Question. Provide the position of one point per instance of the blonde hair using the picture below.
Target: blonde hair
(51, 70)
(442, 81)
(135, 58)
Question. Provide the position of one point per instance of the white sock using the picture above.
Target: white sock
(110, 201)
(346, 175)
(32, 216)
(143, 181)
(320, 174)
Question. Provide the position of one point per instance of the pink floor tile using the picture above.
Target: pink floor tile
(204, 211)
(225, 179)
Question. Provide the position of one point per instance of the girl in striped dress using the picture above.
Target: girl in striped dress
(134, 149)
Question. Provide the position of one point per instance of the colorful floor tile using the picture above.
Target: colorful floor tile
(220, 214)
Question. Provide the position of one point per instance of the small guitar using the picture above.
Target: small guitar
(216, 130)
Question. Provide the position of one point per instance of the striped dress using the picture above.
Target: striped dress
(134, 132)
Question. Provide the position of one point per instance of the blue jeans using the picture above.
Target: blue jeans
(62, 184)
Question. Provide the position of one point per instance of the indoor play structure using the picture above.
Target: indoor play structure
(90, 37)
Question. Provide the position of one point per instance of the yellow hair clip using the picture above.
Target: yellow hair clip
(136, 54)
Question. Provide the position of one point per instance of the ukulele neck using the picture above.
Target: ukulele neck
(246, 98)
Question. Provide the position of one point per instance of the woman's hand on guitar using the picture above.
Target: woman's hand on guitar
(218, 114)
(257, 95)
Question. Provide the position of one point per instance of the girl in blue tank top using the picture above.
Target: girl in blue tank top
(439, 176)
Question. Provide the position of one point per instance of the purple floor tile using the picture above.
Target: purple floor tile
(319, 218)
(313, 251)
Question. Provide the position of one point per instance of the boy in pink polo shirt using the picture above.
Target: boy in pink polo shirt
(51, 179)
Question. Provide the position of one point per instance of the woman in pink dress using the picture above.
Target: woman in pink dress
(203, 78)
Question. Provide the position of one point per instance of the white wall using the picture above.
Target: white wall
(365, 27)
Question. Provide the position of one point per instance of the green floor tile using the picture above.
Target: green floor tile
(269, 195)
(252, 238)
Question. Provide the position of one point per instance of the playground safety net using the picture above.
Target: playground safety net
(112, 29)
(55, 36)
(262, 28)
··········
> Assigned task
The task calls for each record to be returned verbatim.

> Answer to this task
Question. Provide the position of one point per instance of the blonde hair using the picture below.
Target: blonde hair
(51, 70)
(442, 81)
(135, 58)
Question. Provide the position of one point per instance of the white sock using the picture above.
Target: white sock
(110, 201)
(346, 175)
(32, 216)
(143, 181)
(320, 174)
Question. Provide the position of one point per instance of the pink floor tile using the picture above.
Target: pink floor tile
(204, 211)
(225, 179)
Question. Provide the position of one point per instance of the girl in striped dress using the picture above.
Target: girl in striped dress
(134, 149)
Question. Provide the position of one point per instance of the colorful floor tile using the picture above.
Target: colorful floor tile
(220, 214)
Question. Provide the position of one point per instance of the small guitar using the picture above.
Target: small guitar
(216, 130)
Question. Provide the position of one point per instance of the striped dress using the picture above.
Target: striped dress
(134, 132)
Question. Provide the position of one point per instance of the blue jeans using the picture above.
Target: blue jeans
(62, 184)
Question. Provide the position of one point per instance of the indoor play structure using the picture above.
Target: indoor play structure
(90, 37)
Question. Provide the position of one point per instance of the yellow hair clip using the picture above.
Target: yellow hair clip
(136, 54)
Question. Provide the position of one point per instance of the ukulele neck using the picture above.
Target: ukulele neck
(246, 98)
Question. Provide the position of one point per instance of the woman's hand on guitar using the picture above.
Target: woman's hand on guitar
(218, 114)
(257, 95)
Question. Provide the position of one point per instance of the girl in blue tank top using the picture above.
Target: girl in blue tank top
(439, 176)
Question. Provide the position of one point per instance of the purple floor tile using the picture above.
Target: purple floor tile
(319, 218)
(313, 251)
Question. Provide the position of one point per instance of the boy in pink polo shirt using the picture above.
Target: boy in pink polo shirt
(51, 179)
Question. Provide the position of one point per instance of the woman in pink dress using the picture above.
Target: woman in pink dress
(203, 78)
Question. Provide the position of one point per instance of the white wall using the picture above.
Target: white wall
(365, 27)
Question. Provide the position of one point per instance of the green floor tile using the picture above.
Target: green floor tile
(269, 195)
(252, 238)
Question. Provide the position of one point per instance of the playground safety net using the picture above.
Target: playground safety net
(112, 29)
(55, 36)
(262, 28)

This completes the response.